▶ _WHAT NEEDS TO BE DONE_: Lay out the rows below as a two-column CSV with the headers "prompt" and "boxes", one line per row, covering everything from the line containing "man's short hair." down to the line containing "[223,565,307,633]". Put each row's text and its answer in one quoted field apiece with line breaks turned into spaces, and leave the pictures out.

▶ _RECORDS_:
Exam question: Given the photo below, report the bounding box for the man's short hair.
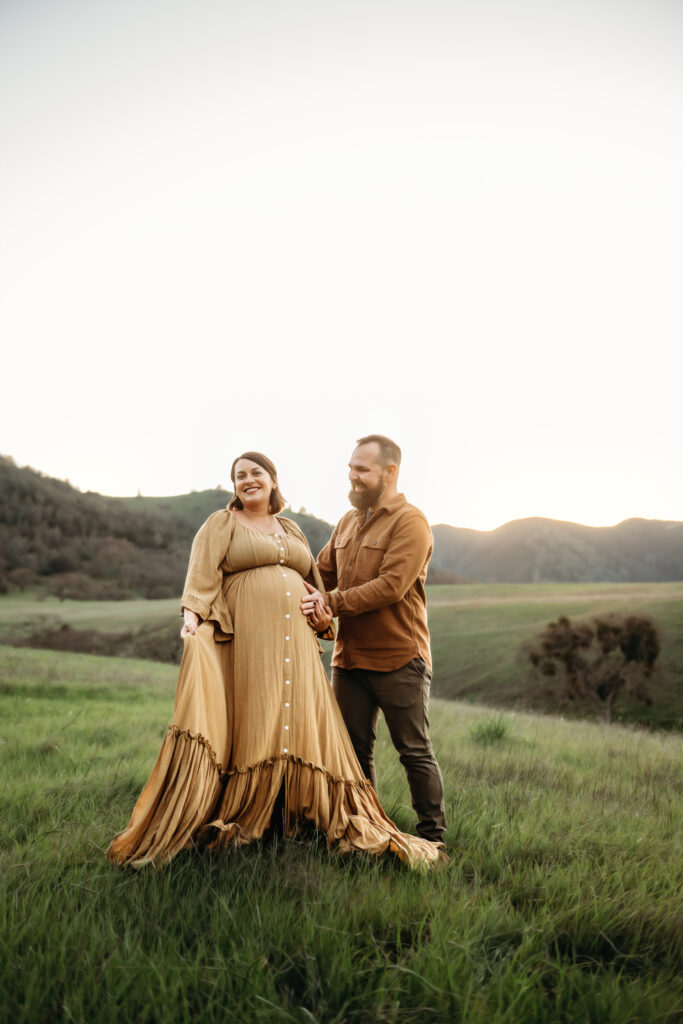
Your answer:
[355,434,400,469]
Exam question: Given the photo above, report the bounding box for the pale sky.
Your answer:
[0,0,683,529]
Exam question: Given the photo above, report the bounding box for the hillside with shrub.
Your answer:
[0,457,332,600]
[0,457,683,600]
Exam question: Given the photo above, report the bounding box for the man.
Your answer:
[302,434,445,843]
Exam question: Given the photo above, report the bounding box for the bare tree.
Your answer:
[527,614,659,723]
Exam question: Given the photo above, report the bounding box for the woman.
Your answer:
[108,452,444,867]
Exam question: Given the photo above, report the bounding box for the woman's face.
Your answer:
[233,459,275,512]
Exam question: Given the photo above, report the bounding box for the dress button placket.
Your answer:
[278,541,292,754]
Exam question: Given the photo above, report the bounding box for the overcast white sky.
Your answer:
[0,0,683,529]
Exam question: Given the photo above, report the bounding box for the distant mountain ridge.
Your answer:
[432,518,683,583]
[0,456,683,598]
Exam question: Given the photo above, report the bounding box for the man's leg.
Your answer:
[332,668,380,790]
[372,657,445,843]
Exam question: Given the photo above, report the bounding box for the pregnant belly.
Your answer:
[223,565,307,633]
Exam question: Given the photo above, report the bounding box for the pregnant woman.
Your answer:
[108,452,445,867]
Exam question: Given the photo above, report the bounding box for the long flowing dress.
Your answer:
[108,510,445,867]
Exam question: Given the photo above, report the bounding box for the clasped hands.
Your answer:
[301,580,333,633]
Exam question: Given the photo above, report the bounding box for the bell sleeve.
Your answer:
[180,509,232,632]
...
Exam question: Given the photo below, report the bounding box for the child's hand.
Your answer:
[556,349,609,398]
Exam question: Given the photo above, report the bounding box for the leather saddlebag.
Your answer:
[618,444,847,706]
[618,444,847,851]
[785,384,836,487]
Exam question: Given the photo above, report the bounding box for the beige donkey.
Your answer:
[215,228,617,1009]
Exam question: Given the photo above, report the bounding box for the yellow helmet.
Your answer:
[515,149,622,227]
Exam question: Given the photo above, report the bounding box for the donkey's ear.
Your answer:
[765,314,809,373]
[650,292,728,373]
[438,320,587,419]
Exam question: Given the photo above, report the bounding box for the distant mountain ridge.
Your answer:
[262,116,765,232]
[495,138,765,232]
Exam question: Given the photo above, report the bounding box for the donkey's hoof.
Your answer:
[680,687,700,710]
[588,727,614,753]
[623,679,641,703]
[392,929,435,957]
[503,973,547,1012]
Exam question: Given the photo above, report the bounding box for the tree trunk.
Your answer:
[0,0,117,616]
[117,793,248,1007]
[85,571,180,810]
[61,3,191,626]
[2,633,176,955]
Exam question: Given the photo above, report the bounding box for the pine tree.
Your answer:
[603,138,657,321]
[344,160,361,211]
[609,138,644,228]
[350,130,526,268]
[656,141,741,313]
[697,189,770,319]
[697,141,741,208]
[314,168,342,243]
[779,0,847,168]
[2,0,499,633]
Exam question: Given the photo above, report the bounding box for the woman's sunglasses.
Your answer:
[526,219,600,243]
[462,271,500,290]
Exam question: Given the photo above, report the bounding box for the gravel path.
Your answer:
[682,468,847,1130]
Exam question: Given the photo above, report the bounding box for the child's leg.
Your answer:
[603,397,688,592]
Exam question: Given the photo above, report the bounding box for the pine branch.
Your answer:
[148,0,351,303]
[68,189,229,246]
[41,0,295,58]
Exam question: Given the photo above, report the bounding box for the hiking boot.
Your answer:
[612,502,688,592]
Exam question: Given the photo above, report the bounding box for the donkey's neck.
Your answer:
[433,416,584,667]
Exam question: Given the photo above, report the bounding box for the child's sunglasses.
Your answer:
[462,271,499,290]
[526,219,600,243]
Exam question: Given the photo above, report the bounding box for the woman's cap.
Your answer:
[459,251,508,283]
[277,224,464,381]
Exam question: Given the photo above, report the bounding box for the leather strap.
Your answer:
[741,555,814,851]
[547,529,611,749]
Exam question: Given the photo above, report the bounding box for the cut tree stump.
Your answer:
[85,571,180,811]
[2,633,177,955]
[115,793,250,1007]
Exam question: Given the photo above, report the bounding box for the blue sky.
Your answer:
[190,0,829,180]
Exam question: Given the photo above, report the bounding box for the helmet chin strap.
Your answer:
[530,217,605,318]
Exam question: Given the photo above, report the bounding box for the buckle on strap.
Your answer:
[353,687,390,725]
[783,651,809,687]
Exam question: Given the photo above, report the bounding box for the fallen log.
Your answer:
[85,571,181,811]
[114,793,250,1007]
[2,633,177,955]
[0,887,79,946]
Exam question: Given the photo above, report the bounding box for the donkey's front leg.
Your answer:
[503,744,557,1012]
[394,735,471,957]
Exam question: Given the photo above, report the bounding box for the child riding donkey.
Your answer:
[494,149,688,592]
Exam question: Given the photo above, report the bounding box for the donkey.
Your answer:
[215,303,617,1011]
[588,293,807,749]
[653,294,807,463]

▶ _ANSWER TO THE PROBLEM_:
prompt,boxes
"Exam question: Given the photo below, report the bounding box for the man's short hair. Your answer:","[355,434,400,469]"
"Exam question: Given the photo above, report the bounding box for the pale sky. Your answer:","[0,0,683,529]"
"Exam question: Given the photo above, report the bounding box for the hillside with shrub. Your answer:","[0,457,332,600] [0,457,683,600]"
"Exam question: Given the photo above, report the bounding box for the man. Your answer:","[302,434,445,843]"
"Exam question: Given the photo above, report the bounding box for the bare tree. Your answer:","[527,614,659,723]"
"Exam question: Given the photo above, report the bounding box for the woman. Your answer:","[108,452,444,867]"
"Exam question: Given the photo above, report the bounding box for the woman's face. Your answer:","[233,459,275,512]"
"Exam question: Given the photo above, report the bounding box for the dress button placket. Your answer:","[278,541,292,754]"
"Exam question: Given the photo above, report the bounding box for the overcast white sky. Your answer:","[0,0,683,529]"
"Exam question: Given the photo above, report the bounding box for the distant mountain ridge. Your answer:","[432,518,683,583] [0,456,683,598]"
"Exam question: Given the photo above, report the bounding box for the man's leg. Your answer:","[332,668,380,790] [372,657,445,843]"
"Exam question: Given the photo above, report the bounding box for the pregnant belly. Your answer:","[223,565,307,633]"